October 31, 2003|Gregg Jones | Times Staff Writer

SACRAMENTO — Just weeks after voters effectively fired him, Gov. Gray Davis has thrown himself into the fight to contain Southern California's devastating wildfires and console its victims.

He has toured evacuation centers and visited burned-out neighborhoods. He has worked the phones to enlist assistance from neighboring states and the federal government, and been a near-constant presence on Southern California airwaves.

Some longtime critics are praising Davis for setting aside political considerations and for going out of his way to coordinate his response with Republican Gov.-elect Arnold Schwarzenegger. Davis and Schwarzenegger have talked by telephone every day this week and administration officials are briefing Schwarzenegger's advisors several times daily on developments, aides for both said.

☆ ☆ ☆ ☆ ☆ ☆ ☆

Exercise requirements:
1) List every person named in the Davis wildfire article.
2) Answer these from the Davis wildfire article:
(a) What city appears at the start of the report?
(b) How often have Davis and Schwarzenegger talked by telephone this week?
(c) How often are administration officials briefing Schwarzenegger's advisors?
3) Duplicate the passage of the Davis wildfire article starting with "October 31, 2003|Gregg" and going on through "console its victims.".

Data section:

☆ ☆ ☆ ☆ ☆ ☆ ☆

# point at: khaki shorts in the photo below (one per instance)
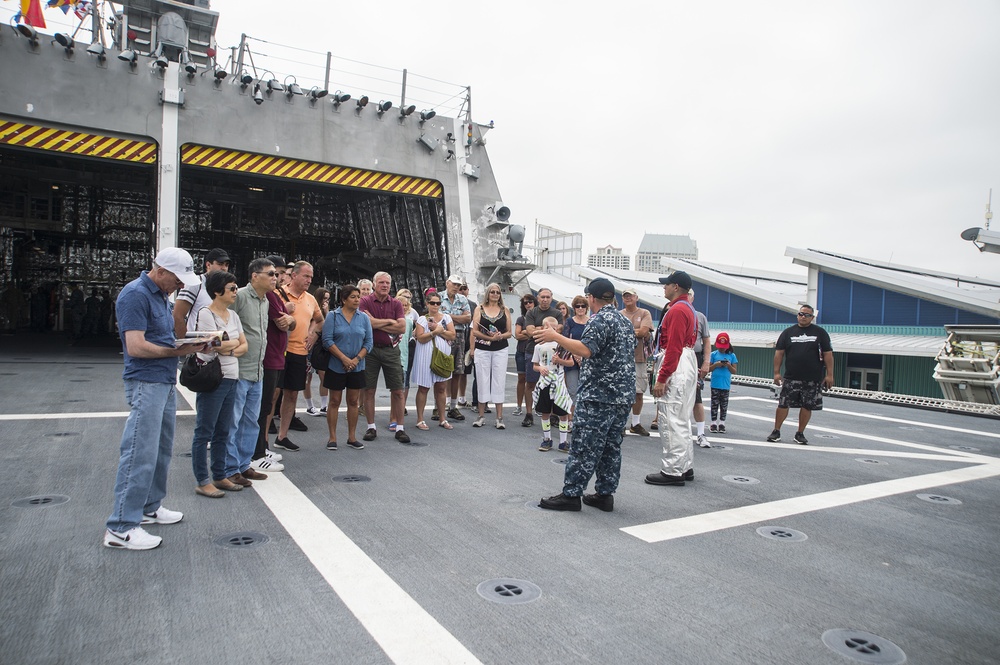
(641, 377)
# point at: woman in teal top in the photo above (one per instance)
(347, 335)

☆ ☆ ☆ ☆ ☆ ☆ ☆

The replies:
1)
Gregg Jones
Gray Davis
Arnold Schwarzenegger

2)
(a) Sacramento
(b) Every day
(c) Several times daily

3)
October 31, 2003|Gregg Jones | Times Staff Writer

SACRAMENTO — Just weeks after voters effectively fired him, Gov. Gray Davis has thrown himself into the fight to contain Southern California's devastating wildfires and console its victims.